→ **Geëxtraheerde tekst**:
━━━

De resultaten van nieuw onderzoek uitgevoerd door O’Reilly Media verbazen dan ook niemand: 94 procent van de respondenten noemt migratie naar cloudtechnologie de belangrijkste strategie voor de komende vijf jaar. Het vaakst wordt gemigreerd naar een publieke clouddienst.
Raamwerk voor 3 fasen
Het handigste is dan om een raamwerk met drie fasen te ontwikkelen waarin organisaties zich bevinden als ze stappen zetten naar een applicatieomgeving die cloud-native is. Deze drie fasen zijn:
Eerste fase: de bestaande applicaties migreren naar een gevirtualiseerde infrastructuur, met een lift-and-shift aanpak. Er wordt gezorgd voor een geautomatiseerde, continue integratie en/of een continue applicatiepijplijn.
Tweede fase: grote omvangrijke applicaties – ook wel monolieten genoemd – worden opnieuw ontworpen en gebouwd op basis van een microservicearchitectuur.

━━━

→ **Ruwe gegevens**:
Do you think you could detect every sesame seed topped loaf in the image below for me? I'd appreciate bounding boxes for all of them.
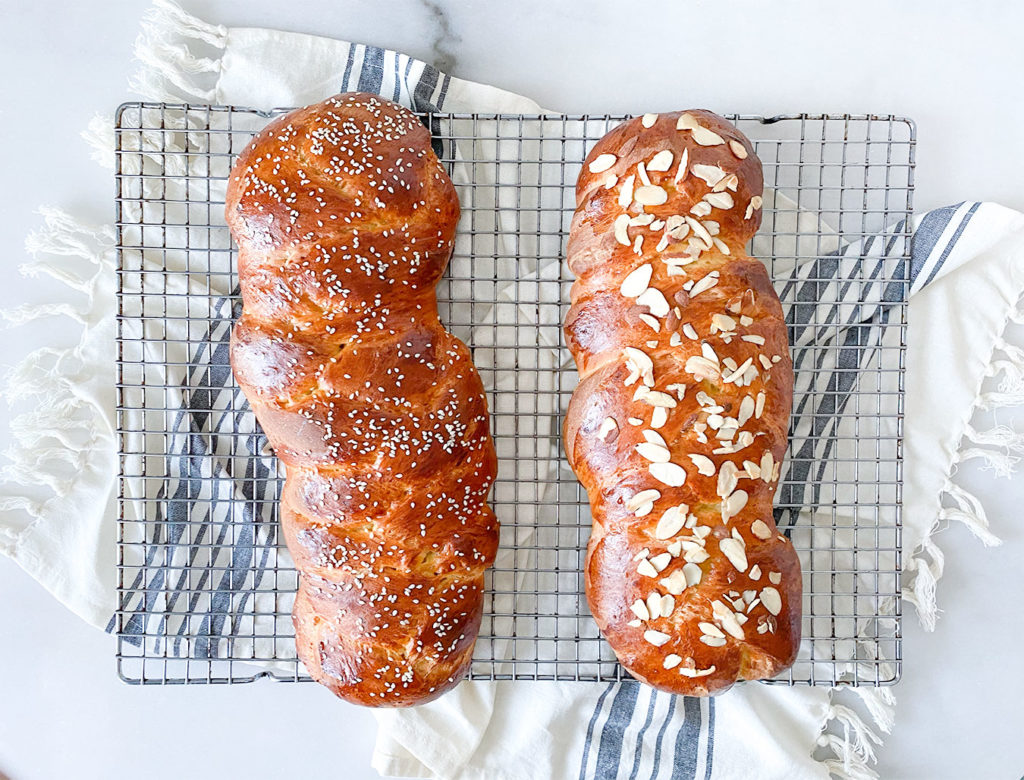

━━━

→ **Opdrachten**:
a – Citeer woordelijk uit de tekst over cloudmigratie het deel dat opent met de woorden "Tweede fase: grote" en sluit met "van een microservicearchitectuur.".
b – Beantwoord met behulp van de tekst over cloudmigratie de volgende vragen.
(i) Welk percentage van de respondenten noemt migratie naar cloudtechnologie de belangrijkste strategie voor de komende vijf jaar?
(ii) Uit hoeveel fasen bestaat het raamwerk?
(iii) Hoe worden grote omvangrijke applicaties ook wel genoemd?
c – Geef bij elke bewering aan of die klopt met de tekst over cloudmigratie. Antwoord met ja of nee en citeer de woorden uit de tekst die de doorslag geven.
(i) Het vaakst wordt gemigreerd naar een private cloud.
(ii) In de eerste fase worden de bestaande applicaties met een lift-and-shift aanpak naar een gevirtualiseerde infrastructuur gemigreerd.
(iii) Het onderzoek is uitgevoerd door O’Reilly Media.

→ **Antwoorden per opdracht**:
a –
Tweede fase: grote omvangrijke applicaties – ook wel monolieten genoemd – worden opnieuw ontworpen en gebouwd op basis van een microservicearchitectuur.

b –
(i) 94 procent.
(ii) Uit drie fasen.
(iii) Monolieten.

c –
(i) Nee: "Het vaakst wordt gemigreerd naar een publieke clouddienst."
(ii) Ja: "de bestaande applicaties migreren naar een gevirtualiseerde infrastructuur, met een lift-and-shift aanpak"
(iii) Ja: "nieuw onderzoek uitgevoerd door O’Reilly Media"